---------- Provided data

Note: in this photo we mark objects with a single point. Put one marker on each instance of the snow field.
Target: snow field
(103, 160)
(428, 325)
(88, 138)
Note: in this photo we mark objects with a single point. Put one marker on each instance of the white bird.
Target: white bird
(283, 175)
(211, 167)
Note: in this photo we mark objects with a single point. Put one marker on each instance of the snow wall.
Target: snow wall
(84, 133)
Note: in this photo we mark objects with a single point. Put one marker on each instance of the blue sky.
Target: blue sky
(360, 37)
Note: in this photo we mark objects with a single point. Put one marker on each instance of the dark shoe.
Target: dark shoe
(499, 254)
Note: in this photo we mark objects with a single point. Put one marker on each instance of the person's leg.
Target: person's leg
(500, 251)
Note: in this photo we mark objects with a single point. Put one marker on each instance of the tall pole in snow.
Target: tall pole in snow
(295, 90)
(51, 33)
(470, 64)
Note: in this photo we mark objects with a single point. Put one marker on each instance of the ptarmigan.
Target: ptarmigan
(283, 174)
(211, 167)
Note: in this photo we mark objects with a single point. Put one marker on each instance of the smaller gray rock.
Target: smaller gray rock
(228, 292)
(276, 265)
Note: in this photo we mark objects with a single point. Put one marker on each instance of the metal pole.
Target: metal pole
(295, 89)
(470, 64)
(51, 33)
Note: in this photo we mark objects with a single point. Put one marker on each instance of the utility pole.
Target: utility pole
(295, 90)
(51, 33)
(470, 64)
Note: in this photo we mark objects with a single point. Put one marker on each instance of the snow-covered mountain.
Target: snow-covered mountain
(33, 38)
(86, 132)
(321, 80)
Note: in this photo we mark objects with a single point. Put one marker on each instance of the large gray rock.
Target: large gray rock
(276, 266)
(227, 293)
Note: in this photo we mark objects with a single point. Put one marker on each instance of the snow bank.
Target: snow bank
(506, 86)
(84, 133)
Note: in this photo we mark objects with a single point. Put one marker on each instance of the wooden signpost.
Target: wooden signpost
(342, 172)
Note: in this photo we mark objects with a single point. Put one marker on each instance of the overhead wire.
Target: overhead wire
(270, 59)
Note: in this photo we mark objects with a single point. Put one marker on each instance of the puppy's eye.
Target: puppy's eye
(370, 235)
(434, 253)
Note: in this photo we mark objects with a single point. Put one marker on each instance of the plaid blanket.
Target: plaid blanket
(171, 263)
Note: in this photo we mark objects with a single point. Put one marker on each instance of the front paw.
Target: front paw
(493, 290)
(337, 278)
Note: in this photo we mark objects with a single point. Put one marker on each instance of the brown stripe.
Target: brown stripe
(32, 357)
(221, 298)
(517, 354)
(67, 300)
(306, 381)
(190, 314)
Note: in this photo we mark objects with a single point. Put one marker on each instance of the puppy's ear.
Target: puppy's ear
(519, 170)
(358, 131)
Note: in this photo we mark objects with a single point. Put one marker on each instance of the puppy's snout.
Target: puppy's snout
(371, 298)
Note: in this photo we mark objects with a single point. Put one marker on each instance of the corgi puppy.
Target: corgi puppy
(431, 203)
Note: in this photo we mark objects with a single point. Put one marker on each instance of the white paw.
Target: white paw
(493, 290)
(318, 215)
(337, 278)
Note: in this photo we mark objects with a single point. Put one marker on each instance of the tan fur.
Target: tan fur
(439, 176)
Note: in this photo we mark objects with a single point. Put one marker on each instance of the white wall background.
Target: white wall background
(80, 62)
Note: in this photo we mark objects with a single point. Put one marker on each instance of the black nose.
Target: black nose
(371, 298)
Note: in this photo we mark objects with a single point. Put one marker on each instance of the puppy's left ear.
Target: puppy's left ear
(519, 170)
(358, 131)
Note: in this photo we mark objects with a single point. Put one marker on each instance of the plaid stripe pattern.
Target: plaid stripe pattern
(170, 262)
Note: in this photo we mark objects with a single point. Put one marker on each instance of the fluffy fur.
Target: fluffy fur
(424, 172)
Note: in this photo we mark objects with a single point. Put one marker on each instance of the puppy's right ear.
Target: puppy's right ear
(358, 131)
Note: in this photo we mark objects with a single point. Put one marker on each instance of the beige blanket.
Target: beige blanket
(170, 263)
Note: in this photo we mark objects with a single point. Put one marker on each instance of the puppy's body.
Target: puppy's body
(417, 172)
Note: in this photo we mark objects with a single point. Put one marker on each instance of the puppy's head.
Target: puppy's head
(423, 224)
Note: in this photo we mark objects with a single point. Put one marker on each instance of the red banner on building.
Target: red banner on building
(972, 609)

--------------------

| Task objective |
Copy out every line of the data above word for word, with nothing added or left out.

| Solution to the problem |
Note: in this photo we mark objects with a single point. Put one marker on each instance of the snow field.
Target: snow field
(103, 160)
(428, 325)
(88, 138)
Note: in this photo we mark objects with a single point. Put one marker on each instance of the white bird.
Target: white bird
(283, 175)
(211, 167)
Note: in this photo we mark objects with a single point. Put one marker on each instance of the snow wall.
Target: snow wall
(84, 133)
Note: in this photo we mark objects with a single point. Put one marker on each instance of the blue sky.
Target: blue sky
(360, 37)
Note: in this photo we mark objects with a single point. Put one marker on each instance of the dark shoe.
Target: dark shoe
(499, 254)
Note: in this photo we mark objects with a single point. Put one marker on each instance of the person's leg.
Target: person's leg
(500, 251)
Note: in this photo we mark objects with a single point. Put one marker on each instance of the tall pole in snow.
Target: tall pole in snow
(295, 90)
(51, 33)
(470, 64)
Note: in this photo we mark objects with a single point. Put one marker on each instance of the ptarmigan.
Target: ptarmigan
(283, 174)
(211, 167)
Note: in this photo we mark objects with a single point. Put one marker on each instance of the smaller gray rock.
Target: smaller gray rock
(228, 292)
(276, 265)
Note: in this photo we mark objects with a single point. Put one marker on each instance of the metal pole.
Target: metal pole
(295, 89)
(470, 64)
(51, 33)
Note: in this photo we mark objects with a single point. Put one marker on each instance of the utility pole.
Target: utility pole
(295, 90)
(51, 33)
(470, 64)
Note: in this photo we mark objects with a single point. Put one marker on each instance of the snow-covered mountain.
Target: snow-covered mountain
(33, 38)
(86, 132)
(321, 80)
Note: in this photo we mark objects with a single point. Put one marker on each instance of the large gray rock.
Target: large gray rock
(276, 266)
(227, 293)
Note: in this photo we mark objects with a single point. Put one marker on each instance of the snow bank.
Target: snow bank
(506, 86)
(84, 133)
Note: in this photo we mark objects with a single point. Put one marker on each instance of the wooden signpost.
Target: wooden signpost
(342, 172)
Note: in this photo we mark objects with a single point. Put one marker on each instance of the overhead wire.
Target: overhead wire
(270, 59)
Note: in this photo we mark objects with a single point. Put one marker on each instance of the puppy's eye.
Target: puppy's eye
(370, 235)
(434, 253)
Note: in this photo we mark objects with a single point. Put one marker on each instance of the plaid blanket.
Target: plaid blanket
(171, 263)
Note: in this photo we mark objects with a single point. Put one marker on each instance of the front paw.
Target: front paw
(493, 290)
(337, 278)
Note: in this photo we mark objects with a single point. Put one marker on each instance of the brown stripe.
Target: brown stripe
(32, 357)
(221, 298)
(517, 354)
(67, 300)
(306, 381)
(190, 314)
Note: in this photo we mark objects with a single point. Put one marker on each instance of the puppy's ear.
Target: puppy's ear
(519, 170)
(358, 131)
Note: in this photo we mark objects with a single point. Put one marker on each instance of the puppy's snout.
Target: puppy's snout
(371, 298)
Note: in this photo we mark objects with a single point. Put one marker on each instance of the corgi puppy.
Target: corgi puppy
(431, 203)
Note: in this photo we mark objects with a single point. Put one marker on each instance of the white paw.
Target: white paw
(493, 290)
(318, 215)
(337, 278)
Note: in this photo we mark objects with a single point. Put one marker on each instance of the tan fur.
Target: tan fur
(439, 176)
Note: in this photo we mark objects with a single point. Put one marker on each instance of the white wall background.
Target: white wall background
(80, 62)
Note: in this photo we mark objects with a single point. Put one marker on each instance of the black nose.
Target: black nose
(371, 298)
Note: in this photo we mark objects with a single point. Put one marker on each instance of the puppy's left ear.
Target: puppy's left ear
(519, 170)
(358, 131)
Note: in this photo we mark objects with a single point. Put one marker on each instance of the plaid stripe pattern.
Target: plaid stripe pattern
(170, 262)
Note: in this photo we mark objects with a single point. Put one marker on each instance of the fluffy fur.
Target: fluffy fur
(424, 172)
Note: in this photo we mark objects with a single point. Put one marker on each instance of the puppy's right ear.
Target: puppy's right ear
(358, 131)
Note: in this photo we mark objects with a single point. Put one marker on each instance of the beige blanket.
Target: beige blanket
(170, 263)
Note: in this photo we mark objects with a single point. Put one marker on each instance of the puppy's body.
Target: puppy's body
(417, 172)
Note: in this photo we mark objects with a single point. Put one marker on each instance of the puppy's head.
Target: puppy's head
(423, 224)
Note: in this photo we mark objects with a single point. Put one marker on each instance of the red banner on building.
Target: red banner on building
(972, 609)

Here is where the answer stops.